**Required work**:
Where an image appears, leave it out; otherwise repeat the data exactly.

[Natural language region descriptions]
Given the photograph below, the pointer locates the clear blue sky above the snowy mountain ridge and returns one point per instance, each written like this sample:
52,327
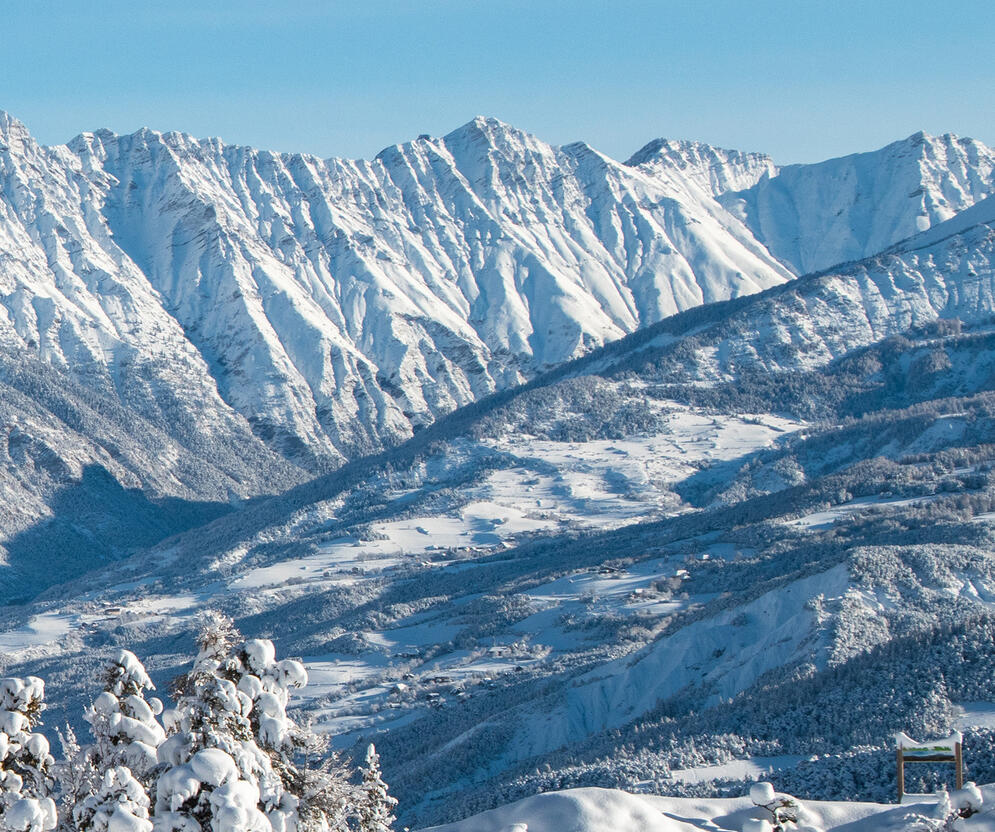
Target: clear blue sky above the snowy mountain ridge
801,80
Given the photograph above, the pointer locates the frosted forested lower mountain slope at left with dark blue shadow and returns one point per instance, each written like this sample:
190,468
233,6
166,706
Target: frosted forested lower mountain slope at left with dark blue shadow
84,480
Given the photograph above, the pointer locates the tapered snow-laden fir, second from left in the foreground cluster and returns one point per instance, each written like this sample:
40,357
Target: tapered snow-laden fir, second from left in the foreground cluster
124,725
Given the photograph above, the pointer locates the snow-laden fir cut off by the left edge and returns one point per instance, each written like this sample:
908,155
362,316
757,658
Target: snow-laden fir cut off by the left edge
25,761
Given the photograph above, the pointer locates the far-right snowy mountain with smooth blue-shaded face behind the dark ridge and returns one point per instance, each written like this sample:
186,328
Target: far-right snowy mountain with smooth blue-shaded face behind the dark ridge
816,216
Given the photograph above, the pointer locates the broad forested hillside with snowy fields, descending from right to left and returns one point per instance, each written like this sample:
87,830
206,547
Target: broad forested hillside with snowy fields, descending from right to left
695,546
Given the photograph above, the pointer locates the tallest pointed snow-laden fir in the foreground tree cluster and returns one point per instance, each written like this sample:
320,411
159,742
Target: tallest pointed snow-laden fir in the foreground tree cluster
216,776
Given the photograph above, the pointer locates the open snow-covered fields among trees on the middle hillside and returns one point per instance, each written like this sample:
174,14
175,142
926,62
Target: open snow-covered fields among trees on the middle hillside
526,487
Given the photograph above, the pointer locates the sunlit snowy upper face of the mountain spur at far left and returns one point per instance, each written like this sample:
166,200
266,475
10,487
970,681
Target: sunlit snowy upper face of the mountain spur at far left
73,299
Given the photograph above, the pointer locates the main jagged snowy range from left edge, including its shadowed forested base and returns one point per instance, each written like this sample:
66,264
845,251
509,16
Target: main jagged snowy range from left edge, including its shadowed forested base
199,313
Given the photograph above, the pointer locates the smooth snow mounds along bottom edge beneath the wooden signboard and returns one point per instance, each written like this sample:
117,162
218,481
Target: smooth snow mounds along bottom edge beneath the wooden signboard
611,810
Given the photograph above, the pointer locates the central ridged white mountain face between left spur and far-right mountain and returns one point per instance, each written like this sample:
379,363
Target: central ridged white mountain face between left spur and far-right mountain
375,296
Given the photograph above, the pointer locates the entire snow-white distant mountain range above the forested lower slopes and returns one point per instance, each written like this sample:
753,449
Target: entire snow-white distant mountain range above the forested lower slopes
336,306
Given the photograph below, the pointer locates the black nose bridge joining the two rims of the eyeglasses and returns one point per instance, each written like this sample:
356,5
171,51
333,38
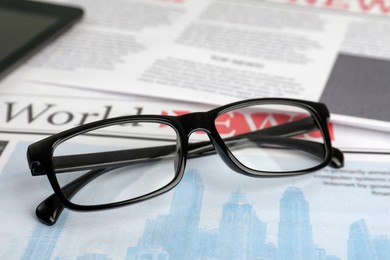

**Answer to this task**:
Given the photograph below, the pointer locates the clear blue sky above the snowy mountain ridge and returns one point per instance, each written like this sample:
52,327
Target: clear blue sky above the snowy mountain ridge
801,80
Given the photograph above, the pointer locates the frosted forested lower mountain slope at left with dark blue shadow and returns one point per instance, each written like this sample:
190,468
233,6
166,706
Target: frosted forested lower mountain slope at left with dark blue shadow
84,480
Given the photograph above, the pointer locates the tapered snow-laden fir, second from left in the foreground cluster and returns one point per instance, each written like this sample:
40,357
Target: tapered snow-laden fir, second from left in the foreground cluster
124,725
Given the photograph above, the pointer locates the snow-laden fir cut off by the left edge and returns one point per instance, each written like this sample:
908,155
362,316
757,658
Target: snow-laden fir cut off by the left edge
25,761
Given the photograph above, the pointer locates the far-right snowy mountain with smooth blue-shaded face behind the dark ridge and returns one point per instance, each written like this sample:
186,328
Target: far-right snowy mountain with smooth blue-shaded face behind the dark ridge
816,216
Given the photograph above, the pointer locates the broad forested hillside with snowy fields, descending from right to left and returns one point per instance, each written like this sample:
87,830
206,547
Target: broad forested hillside with snowy fields, descending from right to left
695,546
Given the photograph above, the pointer locates the tallest pointed snow-laden fir in the foreground tree cluster and returns one point per instance, each written like this sample:
320,411
159,742
Target: tallest pointed snow-laden fir in the foreground tree cluster
216,776
Given the photograph above, the pointer locates the open snow-covered fields among trees on the middle hillside and returns one point per instance, each written like this sample:
174,14
175,142
926,62
Target: open snow-covered fields among trees on the middle hillside
526,487
Given the photograph above, the pointer locates the sunlit snowy upper face of the mountain spur at far left and returns one point per instance, each written like this sample:
166,200
266,475
10,487
970,681
Target: sunlit snowy upper face of the mountain spur at far left
73,299
Given the photograph above, the pointer locates the main jagged snowy range from left edge, including its shadowed forested base and returns one point per instance, each written like this sample:
66,264
845,251
509,16
Target: main jagged snowy range from left edge, including its shadowed forested base
199,313
Given the photograph above, the pointer locates the smooth snow mounds along bottom edge beneath the wooden signboard and returns one point per instance, each written like this sample:
117,162
218,481
Target: smooth snow mounds along bottom edge beneath the wooden signboard
611,810
Given the photograph above, the pointer locates the central ridged white mountain face between left spur and far-right mountain and returns one point per instance, each written like this sample:
379,363
Target: central ridged white mountain face between left spur and far-right mountain
375,296
Given the photograph above, the pointer locates the entire snow-white distant mountain range above the forested lower slopes and returns one point per instance, each written like this sample:
753,449
Target: entire snow-white distant mountain range above the forested lower slopes
336,306
Given the photograph below, the pointer locates the black nose bridge joining the two rims of the eyeglasses and returns one point per instance, each written like this sample:
356,5
171,51
333,38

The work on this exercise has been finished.